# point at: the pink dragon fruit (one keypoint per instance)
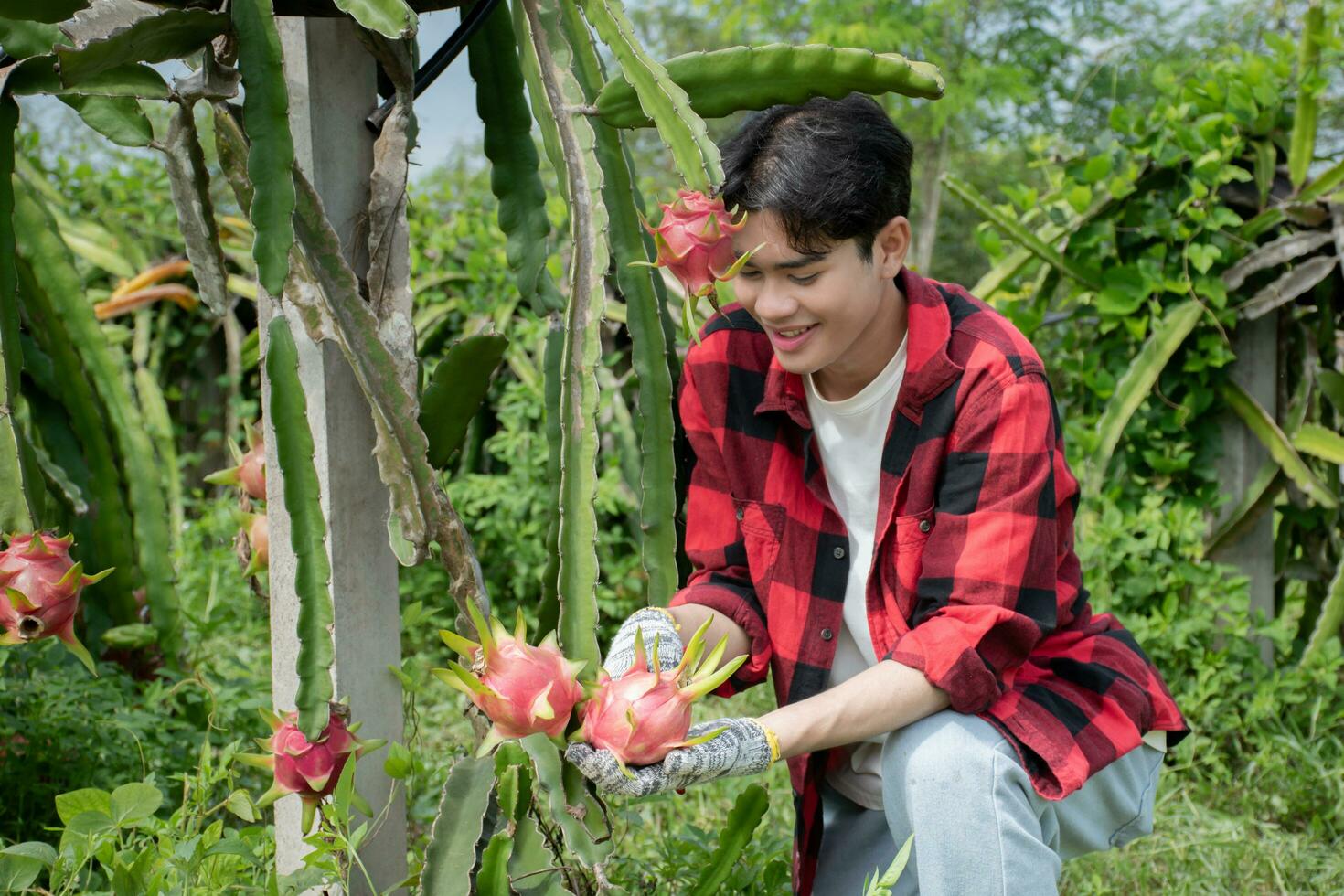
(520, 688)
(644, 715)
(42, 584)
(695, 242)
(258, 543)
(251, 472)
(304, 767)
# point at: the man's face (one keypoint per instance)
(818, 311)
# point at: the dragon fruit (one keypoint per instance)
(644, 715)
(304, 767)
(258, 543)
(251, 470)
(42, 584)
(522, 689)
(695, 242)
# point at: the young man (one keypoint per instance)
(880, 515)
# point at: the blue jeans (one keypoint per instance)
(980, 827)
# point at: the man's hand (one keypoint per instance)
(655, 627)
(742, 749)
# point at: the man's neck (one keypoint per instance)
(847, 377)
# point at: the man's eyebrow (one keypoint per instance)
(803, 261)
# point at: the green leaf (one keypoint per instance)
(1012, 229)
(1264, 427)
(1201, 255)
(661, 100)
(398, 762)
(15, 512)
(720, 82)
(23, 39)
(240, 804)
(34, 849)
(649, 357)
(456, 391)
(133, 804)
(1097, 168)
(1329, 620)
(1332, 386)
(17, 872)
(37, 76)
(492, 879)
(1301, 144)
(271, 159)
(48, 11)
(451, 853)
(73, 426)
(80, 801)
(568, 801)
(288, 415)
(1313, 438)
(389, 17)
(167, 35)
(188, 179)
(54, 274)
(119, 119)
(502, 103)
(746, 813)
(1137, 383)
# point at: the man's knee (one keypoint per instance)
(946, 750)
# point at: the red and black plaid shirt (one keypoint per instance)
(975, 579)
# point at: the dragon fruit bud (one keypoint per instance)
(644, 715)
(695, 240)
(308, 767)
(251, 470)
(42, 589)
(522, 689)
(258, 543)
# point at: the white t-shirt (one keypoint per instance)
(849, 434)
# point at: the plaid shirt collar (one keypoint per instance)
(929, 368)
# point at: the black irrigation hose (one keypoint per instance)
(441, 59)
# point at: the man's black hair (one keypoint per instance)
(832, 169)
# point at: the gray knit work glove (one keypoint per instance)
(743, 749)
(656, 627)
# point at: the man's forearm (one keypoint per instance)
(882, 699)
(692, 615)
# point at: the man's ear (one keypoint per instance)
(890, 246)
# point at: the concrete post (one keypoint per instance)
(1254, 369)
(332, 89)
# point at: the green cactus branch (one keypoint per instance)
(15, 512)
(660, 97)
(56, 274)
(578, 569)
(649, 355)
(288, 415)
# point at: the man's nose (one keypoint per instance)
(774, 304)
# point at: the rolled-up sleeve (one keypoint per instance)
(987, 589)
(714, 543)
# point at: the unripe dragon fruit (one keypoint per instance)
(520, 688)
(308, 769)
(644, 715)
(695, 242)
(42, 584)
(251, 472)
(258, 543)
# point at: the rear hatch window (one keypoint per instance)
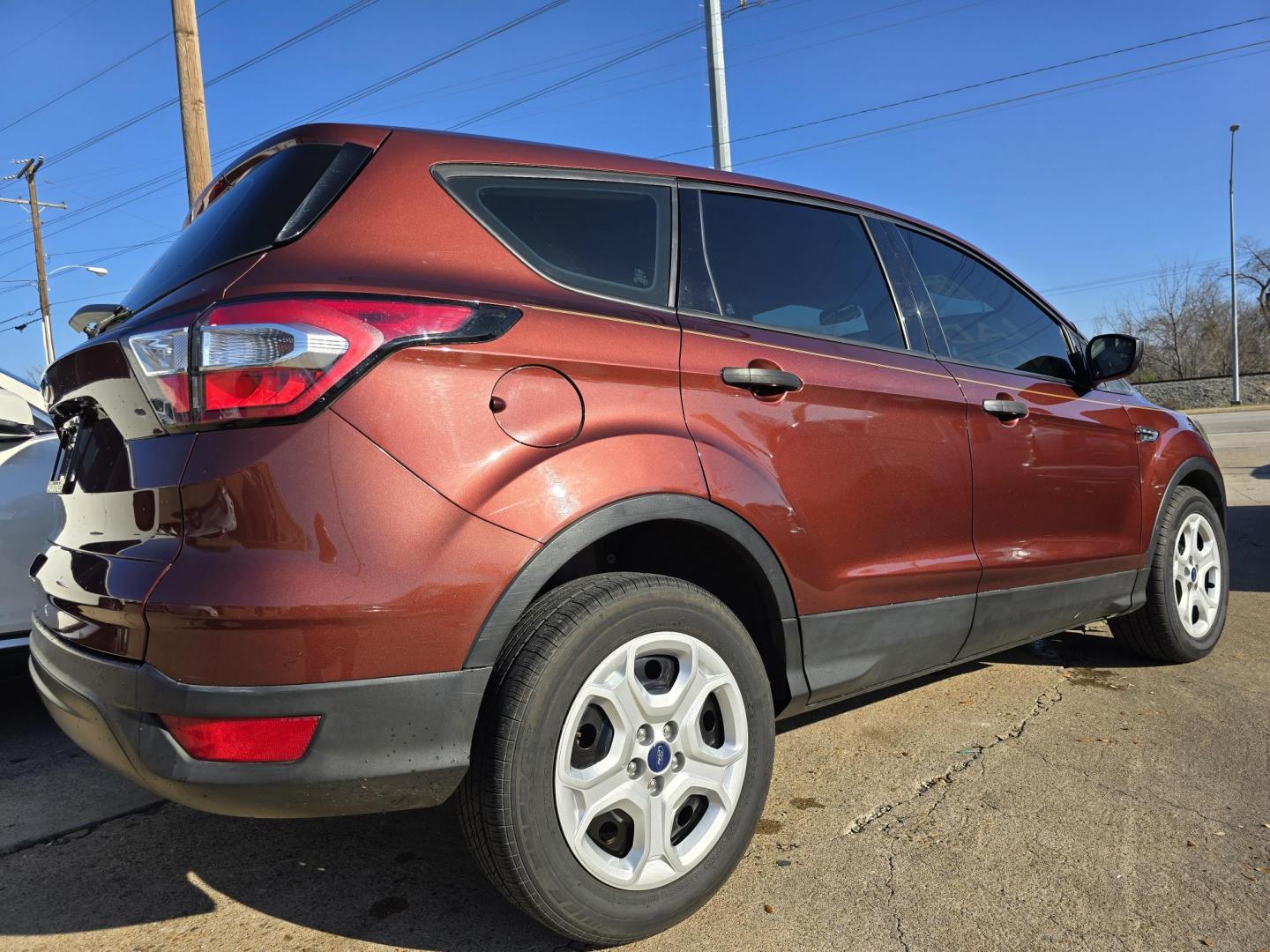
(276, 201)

• [WHAT NEEDS TO BE DONE] Wording must stay exact. Give again the lines from the line with "# point at: the man's eyebrow" through the last line of the listing, both ends included, without pictures.

• [PROBLEM SOLUTION]
# point at: the man's eyebrow (one keypoint per instance)
(803, 261)
# point at: the green leaf (one keypoint per instance)
(1012, 229)
(1264, 427)
(1201, 255)
(661, 100)
(398, 762)
(15, 512)
(720, 82)
(23, 39)
(240, 804)
(34, 849)
(649, 357)
(456, 391)
(133, 804)
(1097, 168)
(1329, 620)
(1332, 386)
(17, 872)
(37, 76)
(492, 879)
(1301, 144)
(271, 159)
(48, 11)
(451, 853)
(73, 426)
(80, 801)
(568, 801)
(288, 415)
(1313, 438)
(389, 17)
(167, 35)
(188, 179)
(54, 274)
(119, 119)
(502, 103)
(746, 813)
(1137, 383)
# point at: the man's knee (one keypoint per instance)
(946, 750)
# point at: the red and black plaid shirt (one keypoint per instance)
(975, 579)
# point at: the dragon fruit bud (one keypoint per instance)
(644, 715)
(695, 240)
(308, 767)
(251, 470)
(42, 589)
(522, 689)
(258, 543)
# point at: the white t-shirt (one keypoint per instance)
(849, 434)
# point at: the plaid shirt collar (one keypoint per instance)
(929, 368)
# point at: the black irrigation hose (one keypoint per instance)
(441, 59)
# point at: the man's black hair (one keypoint per instance)
(832, 169)
# point at: the gray knit work glove (one keypoint per instance)
(743, 749)
(656, 627)
# point at: the man's forearm (one keypoint per instance)
(882, 699)
(692, 615)
# point at: the man's ear (one keypoint per instance)
(890, 246)
# point at: the concrete post (one keypoint per instance)
(1254, 369)
(332, 89)
# point at: the green cactus branch (one keypoint per instance)
(15, 512)
(660, 97)
(56, 274)
(578, 569)
(649, 355)
(288, 415)
# point at: the man's nose (one keypoint per instance)
(774, 304)
# point at: the rolled-up sleeve (one keypoint per instance)
(987, 589)
(714, 543)
# point at: the unripe dragon fruit (one keypoint per instance)
(520, 688)
(308, 769)
(644, 715)
(695, 242)
(42, 584)
(251, 472)
(258, 543)
# point at: the rear hatch window (one keypoint per instance)
(276, 201)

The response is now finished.